Aim of the exercise →
Convert each line of the listing below into a string in a JSON list, one string per line, skipping blank lines and leaving out the pictures.

[Dataset records]
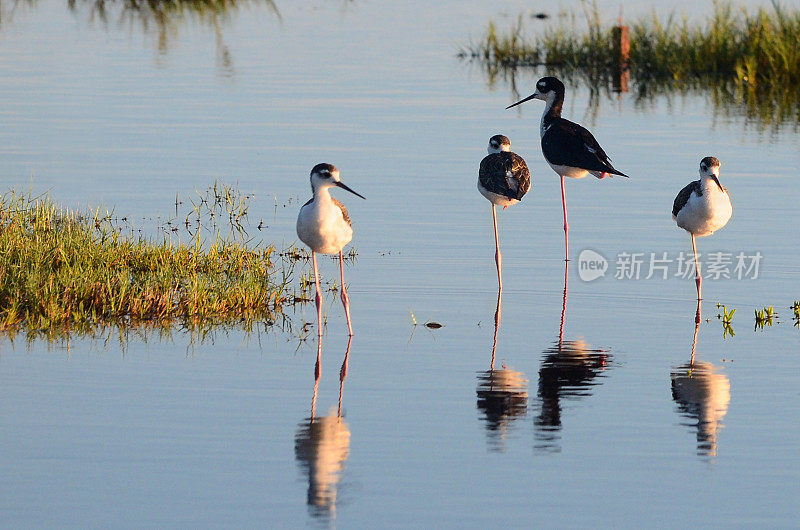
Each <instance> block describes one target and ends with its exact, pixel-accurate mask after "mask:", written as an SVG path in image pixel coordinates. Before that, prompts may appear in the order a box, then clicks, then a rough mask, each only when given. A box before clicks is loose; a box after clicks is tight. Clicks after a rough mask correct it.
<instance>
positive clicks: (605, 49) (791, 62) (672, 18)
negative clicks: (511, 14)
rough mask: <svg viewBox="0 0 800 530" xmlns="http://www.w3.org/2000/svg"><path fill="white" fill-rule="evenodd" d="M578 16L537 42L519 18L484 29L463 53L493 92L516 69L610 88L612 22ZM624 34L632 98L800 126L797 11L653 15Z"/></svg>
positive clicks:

Your solution →
[
  "Each <instance> block describes one target and ends with its exact, pixel-accurate mask after \"mask:\", written as an SVG path in image pixel coordinates. Before that, prompts may appear in the order a box, then clicks, then a rough mask, each only when given. A box before clicks is loose; a box after clicks is tight. Clicks after a rough mask correct it.",
  "<instance>",
  "positive clicks: (605, 49) (791, 62) (672, 18)",
  "negative clicks: (511, 14)",
  "rough mask: <svg viewBox=\"0 0 800 530\" xmlns=\"http://www.w3.org/2000/svg\"><path fill=\"white\" fill-rule=\"evenodd\" d=\"M578 16L537 42L519 18L484 29L463 53L493 92L516 69L610 88L612 22ZM624 34L632 98L800 126L797 11L653 15Z\"/></svg>",
  "positive clicks:"
]